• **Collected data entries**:
====
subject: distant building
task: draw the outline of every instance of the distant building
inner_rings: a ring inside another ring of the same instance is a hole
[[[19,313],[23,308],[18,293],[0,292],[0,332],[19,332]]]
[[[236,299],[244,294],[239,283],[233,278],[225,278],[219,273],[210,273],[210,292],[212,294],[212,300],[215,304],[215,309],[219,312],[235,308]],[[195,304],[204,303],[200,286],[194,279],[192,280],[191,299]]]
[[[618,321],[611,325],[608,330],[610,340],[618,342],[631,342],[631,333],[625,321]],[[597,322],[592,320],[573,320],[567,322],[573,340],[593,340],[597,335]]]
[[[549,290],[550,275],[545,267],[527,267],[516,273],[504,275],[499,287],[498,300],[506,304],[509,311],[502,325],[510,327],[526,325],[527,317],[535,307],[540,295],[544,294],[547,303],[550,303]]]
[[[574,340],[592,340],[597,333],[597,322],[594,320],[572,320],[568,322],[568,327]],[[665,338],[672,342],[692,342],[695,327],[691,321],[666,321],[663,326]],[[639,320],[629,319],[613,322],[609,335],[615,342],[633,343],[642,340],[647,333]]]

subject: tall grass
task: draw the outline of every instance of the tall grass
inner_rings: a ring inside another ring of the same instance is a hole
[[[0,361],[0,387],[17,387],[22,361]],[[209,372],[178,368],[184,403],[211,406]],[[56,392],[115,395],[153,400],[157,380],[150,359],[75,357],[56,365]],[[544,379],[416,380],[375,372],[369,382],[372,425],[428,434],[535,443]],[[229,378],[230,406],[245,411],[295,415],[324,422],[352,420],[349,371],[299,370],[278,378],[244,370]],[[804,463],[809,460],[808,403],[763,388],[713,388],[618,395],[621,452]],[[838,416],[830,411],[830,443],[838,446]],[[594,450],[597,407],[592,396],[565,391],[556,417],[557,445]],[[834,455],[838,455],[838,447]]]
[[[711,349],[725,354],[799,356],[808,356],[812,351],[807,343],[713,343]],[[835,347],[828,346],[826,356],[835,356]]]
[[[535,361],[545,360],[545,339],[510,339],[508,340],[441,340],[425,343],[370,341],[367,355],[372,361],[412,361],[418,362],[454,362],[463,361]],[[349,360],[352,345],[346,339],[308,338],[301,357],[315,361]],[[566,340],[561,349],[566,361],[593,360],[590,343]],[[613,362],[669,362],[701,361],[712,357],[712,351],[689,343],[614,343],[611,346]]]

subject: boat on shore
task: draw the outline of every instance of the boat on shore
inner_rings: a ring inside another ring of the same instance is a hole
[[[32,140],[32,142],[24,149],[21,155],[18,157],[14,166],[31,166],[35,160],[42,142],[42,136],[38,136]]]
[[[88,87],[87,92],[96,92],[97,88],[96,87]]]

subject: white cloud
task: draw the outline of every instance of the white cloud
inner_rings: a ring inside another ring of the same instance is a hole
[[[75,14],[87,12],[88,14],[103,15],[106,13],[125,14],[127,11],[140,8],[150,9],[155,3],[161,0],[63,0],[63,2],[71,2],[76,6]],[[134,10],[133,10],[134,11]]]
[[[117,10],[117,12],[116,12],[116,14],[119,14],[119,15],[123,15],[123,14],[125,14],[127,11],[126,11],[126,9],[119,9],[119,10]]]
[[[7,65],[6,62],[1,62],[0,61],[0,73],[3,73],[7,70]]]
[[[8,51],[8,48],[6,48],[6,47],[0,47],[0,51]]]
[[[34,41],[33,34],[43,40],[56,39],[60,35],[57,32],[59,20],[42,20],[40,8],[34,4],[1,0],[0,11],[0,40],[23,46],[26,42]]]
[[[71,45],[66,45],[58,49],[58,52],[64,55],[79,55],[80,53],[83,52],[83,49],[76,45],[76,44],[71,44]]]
====
• **Exercise aim**:
Starting at the line that contains "subject: boat on shore", output each remaining line of the listing, the last line included, exactly as it appears.

• **Task solution**:
subject: boat on shore
task: draw the outline of every instance of the boat on shore
inner_rings: a ring inside another ring of the same instance is a hole
[[[32,140],[32,142],[24,149],[21,155],[18,157],[14,166],[31,166],[35,160],[42,142],[42,136],[38,136]]]
[[[88,87],[87,92],[96,92],[97,88],[96,87]]]

subject: white cloud
task: draw the outline of every instance of the white cloud
inner_rings: a ring inside another ring of the same instance is a hole
[[[75,14],[87,12],[88,14],[103,15],[106,13],[125,14],[127,11],[140,8],[150,9],[155,3],[161,0],[63,0],[63,2],[71,2],[76,6]],[[134,10],[133,10],[134,11]]]
[[[117,10],[117,12],[116,12],[116,14],[119,14],[119,15],[123,15],[123,14],[125,14],[127,11],[126,11],[126,9],[119,9],[119,10]]]
[[[7,65],[6,62],[1,62],[0,61],[0,73],[3,73],[7,70]]]
[[[8,51],[8,48],[6,48],[6,47],[0,47],[0,51]]]
[[[34,41],[33,34],[43,40],[56,39],[60,35],[57,32],[59,20],[42,20],[40,8],[34,4],[1,0],[0,11],[0,40],[23,46],[26,42]]]
[[[71,45],[66,45],[58,49],[58,52],[64,55],[79,55],[80,53],[83,52],[83,49],[76,45],[76,44],[71,44]]]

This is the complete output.